**THE TASK:**
Answer these questions about the planar mechanics parts text:
(a) What two things can these components define?
(b) How is the body model's movement defined when it is not connected to any joint?
(c) What kind of joint does the body model include?

**SELECTED EXTRACT:**
## START

These components either define a mass and inertia or they define a fixed relationship.
| Name | Description |
|---|---|
| comlete body model | |
| body element with mass and inertia | |
| wall element | |
| translational element |
MultiBondLib.PlanarMechanics.Parts.Body
If the body model is not connected to any joint, its movement is defined to be free. Therefore this model includes a potential free-body movement joint and in consequences shares certain joint characterisitcs.

## END

Point labeling examples:
## START

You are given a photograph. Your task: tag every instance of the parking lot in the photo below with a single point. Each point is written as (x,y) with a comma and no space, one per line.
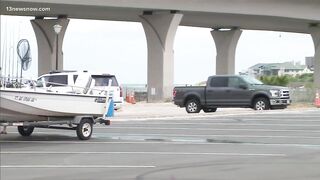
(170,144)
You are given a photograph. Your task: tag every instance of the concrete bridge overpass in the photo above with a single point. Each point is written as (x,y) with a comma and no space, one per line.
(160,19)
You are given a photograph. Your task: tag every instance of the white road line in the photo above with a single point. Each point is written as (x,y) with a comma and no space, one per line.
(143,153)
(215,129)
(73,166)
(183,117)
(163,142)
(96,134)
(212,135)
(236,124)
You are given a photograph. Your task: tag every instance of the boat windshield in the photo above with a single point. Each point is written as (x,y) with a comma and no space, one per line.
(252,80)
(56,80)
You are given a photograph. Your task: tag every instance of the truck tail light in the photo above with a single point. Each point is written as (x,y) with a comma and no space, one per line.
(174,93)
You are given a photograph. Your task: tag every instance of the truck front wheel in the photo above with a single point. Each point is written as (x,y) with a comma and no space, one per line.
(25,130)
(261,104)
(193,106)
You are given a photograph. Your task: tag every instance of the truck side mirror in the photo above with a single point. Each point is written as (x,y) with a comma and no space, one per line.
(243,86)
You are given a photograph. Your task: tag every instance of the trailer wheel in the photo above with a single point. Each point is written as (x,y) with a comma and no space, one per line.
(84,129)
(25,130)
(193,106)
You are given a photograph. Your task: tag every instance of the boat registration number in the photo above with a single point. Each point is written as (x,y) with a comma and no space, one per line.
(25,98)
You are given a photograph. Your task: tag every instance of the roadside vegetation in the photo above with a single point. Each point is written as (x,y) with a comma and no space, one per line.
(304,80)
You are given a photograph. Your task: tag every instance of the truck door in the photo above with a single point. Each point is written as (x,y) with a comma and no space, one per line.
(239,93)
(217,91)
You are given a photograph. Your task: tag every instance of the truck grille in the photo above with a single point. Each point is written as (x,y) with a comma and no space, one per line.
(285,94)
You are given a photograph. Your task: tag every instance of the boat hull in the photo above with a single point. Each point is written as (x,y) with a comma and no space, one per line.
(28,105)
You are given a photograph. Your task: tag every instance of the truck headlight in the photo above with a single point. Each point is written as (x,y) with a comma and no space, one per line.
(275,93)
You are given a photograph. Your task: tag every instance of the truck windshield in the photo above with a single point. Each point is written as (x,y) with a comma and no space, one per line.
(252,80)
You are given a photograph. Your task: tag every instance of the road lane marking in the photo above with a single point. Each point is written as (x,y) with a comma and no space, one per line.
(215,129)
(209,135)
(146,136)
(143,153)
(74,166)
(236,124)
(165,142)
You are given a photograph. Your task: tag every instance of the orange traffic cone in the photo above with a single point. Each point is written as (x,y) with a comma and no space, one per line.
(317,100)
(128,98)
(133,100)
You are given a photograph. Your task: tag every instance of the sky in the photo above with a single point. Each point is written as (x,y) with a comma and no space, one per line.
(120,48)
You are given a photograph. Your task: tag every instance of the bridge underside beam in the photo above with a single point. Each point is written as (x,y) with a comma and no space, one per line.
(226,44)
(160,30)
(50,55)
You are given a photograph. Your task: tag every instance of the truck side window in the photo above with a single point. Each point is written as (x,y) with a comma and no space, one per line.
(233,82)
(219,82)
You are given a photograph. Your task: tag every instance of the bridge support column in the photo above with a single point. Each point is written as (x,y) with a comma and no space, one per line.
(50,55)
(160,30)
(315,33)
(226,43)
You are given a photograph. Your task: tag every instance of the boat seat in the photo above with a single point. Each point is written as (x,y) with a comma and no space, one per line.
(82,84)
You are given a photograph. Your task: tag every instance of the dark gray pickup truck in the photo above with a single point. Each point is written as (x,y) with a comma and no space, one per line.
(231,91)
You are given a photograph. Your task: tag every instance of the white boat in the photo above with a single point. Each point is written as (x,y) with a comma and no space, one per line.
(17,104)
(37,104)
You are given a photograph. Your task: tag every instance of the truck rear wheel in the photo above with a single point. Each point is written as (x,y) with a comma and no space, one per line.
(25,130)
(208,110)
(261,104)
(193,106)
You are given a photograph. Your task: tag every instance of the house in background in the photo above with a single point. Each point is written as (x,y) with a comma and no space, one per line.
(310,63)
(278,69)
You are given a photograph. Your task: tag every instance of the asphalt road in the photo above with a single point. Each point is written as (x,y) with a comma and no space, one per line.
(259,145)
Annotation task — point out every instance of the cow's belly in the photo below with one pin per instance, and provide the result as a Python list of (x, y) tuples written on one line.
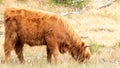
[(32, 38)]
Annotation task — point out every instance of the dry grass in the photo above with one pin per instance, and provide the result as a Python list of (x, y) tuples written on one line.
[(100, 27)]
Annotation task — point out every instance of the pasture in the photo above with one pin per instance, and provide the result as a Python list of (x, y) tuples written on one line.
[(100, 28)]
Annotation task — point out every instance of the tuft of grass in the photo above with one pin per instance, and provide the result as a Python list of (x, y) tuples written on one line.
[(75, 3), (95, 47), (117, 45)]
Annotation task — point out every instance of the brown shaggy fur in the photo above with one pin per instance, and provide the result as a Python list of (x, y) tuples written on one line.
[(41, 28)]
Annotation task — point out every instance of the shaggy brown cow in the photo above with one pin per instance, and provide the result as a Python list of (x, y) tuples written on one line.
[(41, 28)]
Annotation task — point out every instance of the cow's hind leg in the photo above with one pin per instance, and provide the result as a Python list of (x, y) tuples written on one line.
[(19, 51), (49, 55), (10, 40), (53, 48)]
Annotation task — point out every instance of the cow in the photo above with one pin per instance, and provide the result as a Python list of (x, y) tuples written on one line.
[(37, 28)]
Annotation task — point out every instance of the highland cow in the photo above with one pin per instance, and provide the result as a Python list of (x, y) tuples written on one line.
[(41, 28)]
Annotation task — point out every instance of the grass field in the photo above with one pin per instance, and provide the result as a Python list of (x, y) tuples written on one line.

## END
## START

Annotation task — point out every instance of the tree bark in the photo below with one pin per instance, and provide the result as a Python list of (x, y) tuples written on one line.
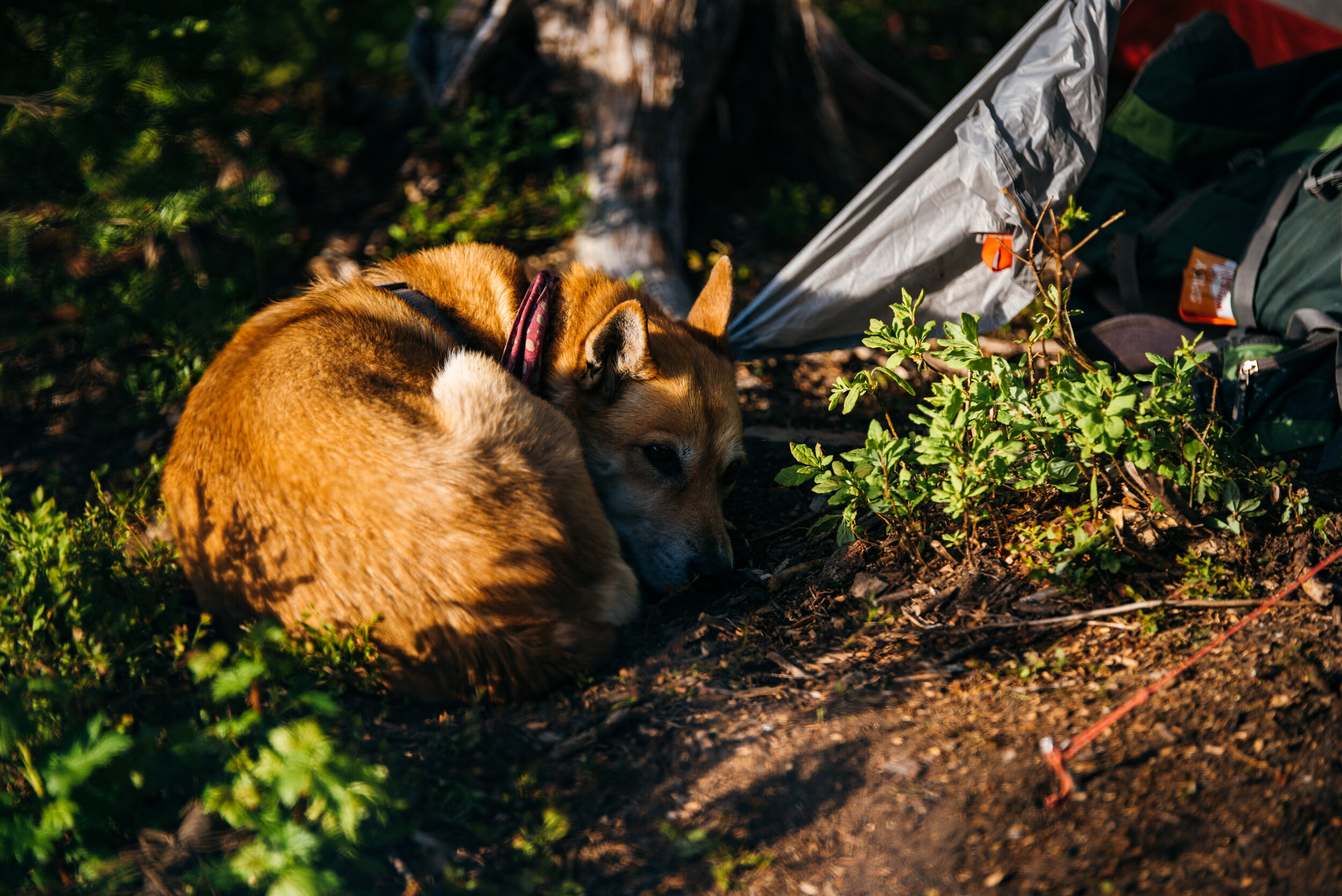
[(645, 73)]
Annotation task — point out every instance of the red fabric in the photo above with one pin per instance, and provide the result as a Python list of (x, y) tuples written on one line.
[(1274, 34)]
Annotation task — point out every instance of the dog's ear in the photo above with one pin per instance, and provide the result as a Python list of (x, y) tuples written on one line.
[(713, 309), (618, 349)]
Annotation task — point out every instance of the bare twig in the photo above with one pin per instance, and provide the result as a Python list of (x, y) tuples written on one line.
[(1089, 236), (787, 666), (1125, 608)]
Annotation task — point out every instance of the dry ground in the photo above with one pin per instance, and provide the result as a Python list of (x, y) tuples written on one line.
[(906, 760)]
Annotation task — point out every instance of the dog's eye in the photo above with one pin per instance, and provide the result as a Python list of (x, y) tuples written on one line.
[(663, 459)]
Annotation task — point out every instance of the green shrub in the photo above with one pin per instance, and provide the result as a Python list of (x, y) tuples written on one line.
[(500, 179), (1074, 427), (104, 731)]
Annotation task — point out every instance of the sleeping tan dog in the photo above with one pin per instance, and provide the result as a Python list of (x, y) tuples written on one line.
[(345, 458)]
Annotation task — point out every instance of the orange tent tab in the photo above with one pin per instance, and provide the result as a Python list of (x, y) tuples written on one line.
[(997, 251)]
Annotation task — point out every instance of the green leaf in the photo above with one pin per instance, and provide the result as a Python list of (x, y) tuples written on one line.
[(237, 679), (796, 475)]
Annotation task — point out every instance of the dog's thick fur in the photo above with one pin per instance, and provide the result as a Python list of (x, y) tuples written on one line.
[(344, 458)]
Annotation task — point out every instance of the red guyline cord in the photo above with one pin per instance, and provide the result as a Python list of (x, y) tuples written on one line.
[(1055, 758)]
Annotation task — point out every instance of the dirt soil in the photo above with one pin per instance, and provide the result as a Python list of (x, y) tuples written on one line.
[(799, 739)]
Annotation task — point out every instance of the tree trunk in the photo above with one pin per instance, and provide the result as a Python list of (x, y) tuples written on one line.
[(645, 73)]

## END

**RIGHT ANSWER:**
(a) Either a mass and inertia or a fixed relationship.
(b) Its movement is defined to be free.
(c) A potential free-body movement joint.